◆ **Exercise set**
1) Answer these questions about the message on GiST VACUUM page deletion, one line per answer, marked like the questions.
(a) Under "Purpose," what does the physical-order scan use a lot of memory to build?
(b) Under "What is changed," what is done to the remembered internal pages in the additional step?
(c) Under "Limitations," which pages are not deleted even when empty?
2) Extend the message on GiST VACUUM page deletion by writing what comes after its final line.

◆ **Text extract**
···
Here is the patch that deletes pages during GiST VACUUM.

12 нояб. 2017 г., в 23:20, Andrey Borodin <x4mmm@yandex-team.ru> написал(а):

If author and community do not object, I want to continue work on Konstantin's patch.

==Purpose==
Long story short, some time ago Konstantin Kuznetsov hacked out a patch that added GiST scan with physical order of scan.
This scan is using a lot of memory to build map of whole GiST graph. If there is not enough maintenance memory, patch had the fallback to old GiST VACUUM.
New behavior was deleting pages while old (still used) was not.

I've rebased patch, fixed some bugs and decided that it solves too much in a single step.

Here is the patch, which adds functionality of GiST page deletes.
If this is committed, porting physical scan code will be much easier.

==What is changed==
When GiST VACUUM scans graph for removed tuples, it remembers internal pages that are referencing completely empty leaf pages.
Then in additional step, these pages are rescanned to delete references and mark leaf pages as free.

==Limitations==
At least one reference on each internal pages is left undeleted to preserve balancing of the tree.
Pages that has FOLLOW-RIGHT flag also are not deleted, even if empty.

Thank you for your attention, any thoughts are welcome.

Best regards, Andrey Borodin.
···
◆ **Records provided**
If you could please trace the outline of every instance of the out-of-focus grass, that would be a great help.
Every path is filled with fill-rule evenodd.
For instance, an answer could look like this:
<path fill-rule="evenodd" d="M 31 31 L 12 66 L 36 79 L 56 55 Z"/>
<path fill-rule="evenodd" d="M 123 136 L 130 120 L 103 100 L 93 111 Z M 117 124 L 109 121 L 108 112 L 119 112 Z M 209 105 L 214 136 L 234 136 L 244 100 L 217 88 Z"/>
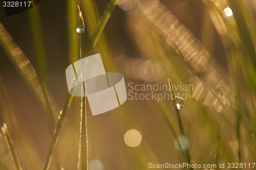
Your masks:
<path fill-rule="evenodd" d="M 158 1 L 141 0 L 136 2 L 137 4 L 135 4 L 133 9 L 137 10 L 136 12 L 133 13 L 132 15 L 127 15 L 128 30 L 131 31 L 130 35 L 132 35 L 130 38 L 133 41 L 134 46 L 141 56 L 146 56 L 146 59 L 159 61 L 159 64 L 164 71 L 162 79 L 158 80 L 166 80 L 167 77 L 169 77 L 175 84 L 182 82 L 184 84 L 190 83 L 195 86 L 195 91 L 186 93 L 188 99 L 185 102 L 184 109 L 180 112 L 183 122 L 185 123 L 181 133 L 187 135 L 190 144 L 191 161 L 189 158 L 187 159 L 187 161 L 202 164 L 208 162 L 217 165 L 219 163 L 226 162 L 251 162 L 256 158 L 255 144 L 253 144 L 255 140 L 251 139 L 251 135 L 255 136 L 256 132 L 253 102 L 256 94 L 254 19 L 249 5 L 245 1 L 204 0 L 203 2 L 206 5 L 205 16 L 207 16 L 207 13 L 209 14 L 225 48 L 228 66 L 227 72 L 215 61 L 210 53 L 213 51 L 211 47 L 215 38 L 214 36 L 205 37 L 208 28 L 205 26 L 208 26 L 208 23 L 204 22 L 209 20 L 204 19 L 203 22 L 205 24 L 203 23 L 202 25 L 204 26 L 202 27 L 204 33 L 202 35 L 203 43 L 201 43 Z M 226 2 L 227 4 L 226 4 Z M 85 18 L 84 29 L 87 29 L 89 37 L 91 39 L 86 52 L 85 32 L 80 34 L 81 58 L 89 56 L 92 51 L 95 53 L 99 52 L 108 71 L 113 71 L 115 68 L 102 31 L 117 2 L 116 0 L 110 2 L 100 19 L 94 1 L 82 0 L 80 2 Z M 75 31 L 78 18 L 76 2 L 69 0 L 67 3 L 69 60 L 71 64 L 79 59 L 79 34 Z M 228 6 L 233 10 L 233 16 L 225 18 L 223 16 L 223 11 Z M 33 14 L 35 12 L 32 10 L 30 12 L 33 12 Z M 131 13 L 132 12 L 131 12 Z M 15 68 L 29 86 L 32 87 L 46 110 L 49 112 L 52 108 L 52 112 L 56 113 L 57 107 L 51 97 L 47 86 L 42 83 L 42 79 L 47 77 L 47 73 L 43 44 L 41 41 L 42 36 L 40 31 L 38 29 L 38 26 L 40 25 L 39 20 L 36 15 L 31 15 L 30 17 L 32 21 L 32 33 L 34 38 L 36 56 L 38 61 L 38 77 L 29 61 L 2 25 L 0 25 L 0 42 Z M 207 50 L 203 44 L 208 38 L 210 42 L 205 45 L 209 48 Z M 141 40 L 143 41 L 141 41 Z M 96 44 L 98 45 L 96 45 Z M 54 149 L 73 99 L 72 96 L 68 95 L 60 111 L 44 169 L 49 168 L 52 157 L 58 156 L 58 151 L 54 150 Z M 82 102 L 82 107 L 84 106 L 86 104 L 86 99 L 82 98 L 80 102 Z M 159 108 L 159 110 L 161 112 L 159 115 L 166 118 L 170 130 L 173 132 L 173 137 L 177 139 L 179 136 L 177 124 L 180 125 L 180 121 L 177 122 L 173 118 L 173 113 L 175 112 L 168 102 L 160 101 L 155 106 Z M 77 107 L 79 109 L 75 109 L 72 112 L 78 112 L 81 107 L 80 104 Z M 132 106 L 125 103 L 116 109 L 123 133 L 134 127 L 132 117 L 130 115 Z M 88 150 L 87 135 L 84 130 L 87 129 L 84 122 L 87 118 L 86 108 L 83 107 L 81 109 L 83 111 L 80 117 L 82 129 L 81 132 L 80 149 L 84 154 L 81 155 L 81 157 L 79 157 L 78 165 L 80 169 L 85 169 L 86 166 L 88 168 L 88 163 L 86 151 Z M 184 109 L 186 111 L 183 112 Z M 177 109 L 175 110 L 177 113 Z M 15 118 L 14 114 L 11 114 L 10 120 L 15 120 L 13 118 Z M 179 113 L 178 114 L 180 115 Z M 5 117 L 8 117 L 7 114 L 4 115 L 6 116 Z M 76 119 L 76 118 L 74 119 Z M 180 120 L 181 118 L 178 117 L 178 119 Z M 13 129 L 10 130 L 10 133 L 11 135 L 13 135 L 15 141 L 19 136 L 14 133 L 18 131 L 17 130 L 18 126 L 10 127 L 8 122 L 11 121 L 6 118 L 4 118 L 4 120 L 8 127 Z M 73 123 L 75 124 L 76 122 L 78 122 L 74 121 Z M 94 125 L 90 128 L 93 128 L 94 130 L 97 129 Z M 71 132 L 73 130 L 70 129 L 69 131 L 67 129 L 67 133 L 72 134 Z M 92 139 L 96 138 L 94 134 L 90 132 L 89 130 L 89 141 L 90 136 Z M 86 138 L 83 136 L 86 136 Z M 68 136 L 65 140 L 67 140 L 65 143 L 68 143 L 68 140 L 72 140 L 70 136 Z M 129 160 L 127 162 L 132 164 L 131 166 L 135 169 L 146 169 L 149 162 L 157 164 L 160 162 L 155 154 L 154 150 L 146 143 L 145 139 L 143 138 L 143 140 L 145 142 L 143 145 L 135 148 L 127 148 L 126 152 L 124 153 L 129 155 L 127 156 Z M 26 140 L 24 141 L 26 142 Z M 237 147 L 230 144 L 232 142 L 238 143 Z M 97 144 L 92 143 L 93 148 L 96 148 Z M 61 145 L 58 147 L 65 148 L 63 143 L 61 143 Z M 2 144 L 2 143 L 0 144 Z M 24 144 L 24 145 L 28 147 L 28 144 Z M 249 149 L 248 159 L 245 155 L 245 147 Z M 14 153 L 15 148 L 13 148 L 13 153 Z M 201 152 L 199 153 L 198 151 Z M 18 159 L 22 156 L 19 155 L 20 151 L 18 150 L 17 151 Z M 12 152 L 11 152 L 11 153 Z M 93 151 L 92 152 L 97 156 L 99 154 L 98 151 Z M 57 154 L 54 156 L 54 153 Z M 6 155 L 9 154 L 10 152 Z M 30 159 L 29 158 L 26 159 Z M 181 162 L 184 160 L 181 159 L 179 161 Z M 16 167 L 19 166 L 17 163 L 14 164 Z M 0 161 L 0 167 L 5 167 L 4 168 L 7 169 L 5 166 L 6 165 Z M 22 165 L 22 166 L 23 166 L 25 165 Z M 36 167 L 36 165 L 29 167 Z M 33 169 L 38 169 L 38 167 Z"/>

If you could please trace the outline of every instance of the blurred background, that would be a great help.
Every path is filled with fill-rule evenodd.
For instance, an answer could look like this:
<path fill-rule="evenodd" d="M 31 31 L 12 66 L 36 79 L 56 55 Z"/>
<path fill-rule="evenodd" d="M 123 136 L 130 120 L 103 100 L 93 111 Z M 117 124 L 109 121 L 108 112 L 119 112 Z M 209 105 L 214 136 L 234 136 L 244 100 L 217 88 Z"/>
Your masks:
<path fill-rule="evenodd" d="M 0 6 L 0 22 L 8 32 L 0 26 L 0 123 L 8 127 L 23 169 L 42 167 L 69 94 L 65 70 L 80 59 L 76 6 L 84 16 L 87 46 L 108 3 L 42 0 L 8 17 Z M 122 74 L 127 93 L 132 92 L 119 108 L 94 116 L 87 101 L 89 169 L 147 169 L 149 163 L 186 162 L 187 149 L 192 163 L 255 162 L 255 16 L 253 0 L 119 0 L 90 54 L 100 53 L 106 72 Z M 14 41 L 8 43 L 10 37 Z M 22 52 L 8 48 L 15 43 Z M 52 114 L 29 80 L 35 72 L 51 95 Z M 163 88 L 141 89 L 168 85 L 168 78 L 178 87 L 175 94 L 183 94 L 180 113 L 185 135 L 180 136 L 170 98 L 135 99 L 136 92 L 150 98 L 170 95 Z M 135 85 L 140 90 L 131 87 Z M 183 88 L 189 85 L 193 88 Z M 50 169 L 77 168 L 80 101 L 74 97 L 68 110 Z M 188 143 L 181 151 L 181 136 Z M 86 169 L 83 139 L 78 163 Z M 1 142 L 0 167 L 15 169 L 3 137 Z"/>

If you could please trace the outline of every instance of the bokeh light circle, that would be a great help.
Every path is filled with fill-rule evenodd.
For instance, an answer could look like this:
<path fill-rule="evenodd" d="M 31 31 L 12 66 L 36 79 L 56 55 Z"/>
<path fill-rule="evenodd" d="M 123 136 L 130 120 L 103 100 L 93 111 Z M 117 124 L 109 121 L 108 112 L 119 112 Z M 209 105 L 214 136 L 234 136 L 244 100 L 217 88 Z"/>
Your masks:
<path fill-rule="evenodd" d="M 129 130 L 124 134 L 124 142 L 130 147 L 136 147 L 138 146 L 142 137 L 140 133 L 134 129 Z"/>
···
◆ **Task answers**
1)
(a) A map of the whole GiST graph.
(b) They are rescanned to delete references and mark leaf pages as free.
(c) Pages that have the FOLLOW-RIGHT flag.

2)
Attachments:

0001-Delete-pages-during-GiST-VACCUM.patchapplication/octet-stream; name=0001-Delete-pages-during-GiST-VACCUM.patch; x-unix-mode=0644Download
From 3a6d6b107043b130faa44615e0ad67e1e87b5217 Mon Sep 17 00:00:00 2001
From: Andrey Borodin <amborodin@acm.org>
Date: Tue, 19 Dec 2017 15:38:32 +0500
Subject: [PATCH] Delete pages during GiST VACCUM

---
 src/backend/access/gist/gist.c       |   7 +++
 src/backend/access/gist/gistbuild.c  |   5 --
 src/backend/access/gist/gistutil.c   |   4 +-
 src/backend/access/gist/gistvacuum.c | 117 +++++++++++++++++++++++++++++++++--
 src/backend/access/gist/gistxlog.c   |  47 +++++++++++++-
 src/include/access/gist_private.h    |  23 ++++---
 src/include/access/gistxlog.h        |  16 ++++-
 src/test/regress/expected/gist.out   |   4 +-
 src/test/regress/sql/gist.sql        |   4 +-
 9 files changed, 201 insertions(+), 26 deletions(-)

diff --git a/src/backend/access/gist/gist.c b/src/backend/access/gist/gist.c
index cf4b319b4e..2dc6bedf8f 100644
--- a/src/backend/access/gist/gist.c
+++ b/src/backend/access/gist/gist.c
@@ -693,6 +693,13 @@ gistdoinsert(Relation r, IndexTuple itup, Size freespace, GISTSTATE *giststate)
 			GISTInsertStack *item;
 			OffsetNumber downlinkoffnum;
 
+			if(GistPageIsDeleted(stack->page))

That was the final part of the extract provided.